STORED DATA:
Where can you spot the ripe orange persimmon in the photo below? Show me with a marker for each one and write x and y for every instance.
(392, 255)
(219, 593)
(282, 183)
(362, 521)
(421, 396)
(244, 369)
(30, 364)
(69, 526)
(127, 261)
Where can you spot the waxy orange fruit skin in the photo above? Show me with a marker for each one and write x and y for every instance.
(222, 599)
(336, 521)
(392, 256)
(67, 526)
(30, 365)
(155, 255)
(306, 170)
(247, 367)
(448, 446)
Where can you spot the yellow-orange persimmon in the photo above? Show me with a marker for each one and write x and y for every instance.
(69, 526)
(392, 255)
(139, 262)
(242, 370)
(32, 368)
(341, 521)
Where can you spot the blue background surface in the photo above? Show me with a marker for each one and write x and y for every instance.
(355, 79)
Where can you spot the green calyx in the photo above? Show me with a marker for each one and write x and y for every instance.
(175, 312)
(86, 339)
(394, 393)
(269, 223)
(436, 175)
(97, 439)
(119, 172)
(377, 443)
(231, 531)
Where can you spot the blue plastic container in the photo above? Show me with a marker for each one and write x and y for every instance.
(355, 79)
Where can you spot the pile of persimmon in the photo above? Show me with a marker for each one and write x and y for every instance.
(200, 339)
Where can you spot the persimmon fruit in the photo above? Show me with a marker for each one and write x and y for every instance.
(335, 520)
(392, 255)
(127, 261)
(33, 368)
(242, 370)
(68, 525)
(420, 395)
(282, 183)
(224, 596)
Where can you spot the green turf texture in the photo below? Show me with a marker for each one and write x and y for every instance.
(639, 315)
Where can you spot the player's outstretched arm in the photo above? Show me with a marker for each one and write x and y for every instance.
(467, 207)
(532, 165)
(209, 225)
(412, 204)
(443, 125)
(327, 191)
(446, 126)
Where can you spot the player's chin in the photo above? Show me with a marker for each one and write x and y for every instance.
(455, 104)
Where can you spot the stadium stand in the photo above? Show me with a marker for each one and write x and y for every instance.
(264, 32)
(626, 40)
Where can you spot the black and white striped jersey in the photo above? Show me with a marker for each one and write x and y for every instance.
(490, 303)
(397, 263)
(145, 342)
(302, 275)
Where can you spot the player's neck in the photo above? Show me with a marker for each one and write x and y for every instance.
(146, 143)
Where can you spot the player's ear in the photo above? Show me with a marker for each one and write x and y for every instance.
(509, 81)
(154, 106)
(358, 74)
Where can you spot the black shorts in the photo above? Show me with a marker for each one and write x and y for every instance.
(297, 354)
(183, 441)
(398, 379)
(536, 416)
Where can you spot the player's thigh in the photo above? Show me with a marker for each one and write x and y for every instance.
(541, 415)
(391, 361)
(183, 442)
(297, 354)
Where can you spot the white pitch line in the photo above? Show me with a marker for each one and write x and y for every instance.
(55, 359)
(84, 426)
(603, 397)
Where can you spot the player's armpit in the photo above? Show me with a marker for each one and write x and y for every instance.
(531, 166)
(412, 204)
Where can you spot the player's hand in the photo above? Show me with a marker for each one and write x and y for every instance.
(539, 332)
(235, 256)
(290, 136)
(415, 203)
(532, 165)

PROBLEM: Repeat the lines above exactly.

RESPONSE AREA:
Where can you spot the ripe orange persimmon in the photo below? Show me with a marker for each one and write x and y for every instance.
(392, 255)
(219, 593)
(282, 183)
(362, 521)
(421, 396)
(244, 369)
(30, 364)
(69, 526)
(127, 261)
Where can you spot the waxy orange fruit skin in the photo above? Show me with a marker for each one and write x and y for every instance.
(222, 599)
(336, 521)
(392, 256)
(67, 526)
(30, 365)
(155, 255)
(306, 170)
(247, 367)
(448, 446)
Where can you spot the yellow-orange persimmon in the photo above? Show me with a marker for each one and write x and y for every instance.
(69, 526)
(392, 255)
(139, 262)
(242, 370)
(32, 368)
(341, 521)
Where can you spot the blue background surface in the photo above? Show me with a marker for each one and write x and y for every instance.
(355, 79)
Where can you spot the green calyx in the photo above? Show me with a marker for each one and write x and y for every instance.
(175, 312)
(86, 339)
(394, 393)
(269, 223)
(436, 175)
(97, 439)
(119, 172)
(377, 443)
(231, 531)
Where can you spot the blue plastic container in the photo above? Show me with a marker for each one and write x and y for every instance.
(355, 79)
Where can you spot the pile of persimmon in the photo above? Show me with a marker for each one and write x and y for every instance.
(200, 339)
Where can you spot the persimmon fruit in the photo above? Show me with a marker for each one and write x and y for every instance.
(335, 520)
(392, 255)
(127, 261)
(33, 368)
(242, 370)
(68, 525)
(420, 395)
(282, 183)
(224, 596)
Where can you spot the green turf texture in the photo below? Show me with a marker for each one and write x and y for every instance.
(639, 315)
Where can you spot the player's outstretched arm in the photo above? Show me with a marker for each one and write x and y for every instance.
(467, 207)
(532, 165)
(209, 225)
(412, 204)
(443, 125)
(327, 191)
(446, 126)
Where can you spot the player's chin in the photo above? Show me with a marker for each one and write x and y for every instance.
(455, 104)
Where can you spot the stadium stand in the photo above? Show me with a marker for each one and write x and y for every instance.
(264, 32)
(626, 40)
Where can you spot the black and white striped jersey in the photo above? Show me with a marker for each one and write x and y for every instance.
(490, 303)
(397, 263)
(145, 342)
(302, 275)
Where can you spot the player's neck in the photo above? Show me with a marker for each one and write x and y for every instance.
(146, 143)
Where can you spot the player's ear in the photo above? Show me with a marker for each one and write x and y for every instance.
(509, 81)
(154, 106)
(358, 74)
Where can you spot the black shorts in the photo above? Show me with a marker for each one and write x and y for every instance.
(297, 354)
(183, 441)
(398, 379)
(536, 416)
Where can you spot the player's thigh in the photo above? Show me with a marker for each one and write x and y for every instance.
(541, 415)
(391, 361)
(183, 442)
(297, 354)
Where can you spot the white pitch line in the photo above? Show me with a marker for each one and write x and y for every instance.
(55, 359)
(84, 426)
(603, 397)
Where can you spot the player's armpit in the photo above? Show me with a marker for each one and write x and y for every instance.
(531, 166)
(412, 204)
Where can you spot the player's hand in the photo above? Show me with a marker for each one and write x and y for every instance.
(539, 332)
(235, 256)
(290, 136)
(415, 203)
(532, 165)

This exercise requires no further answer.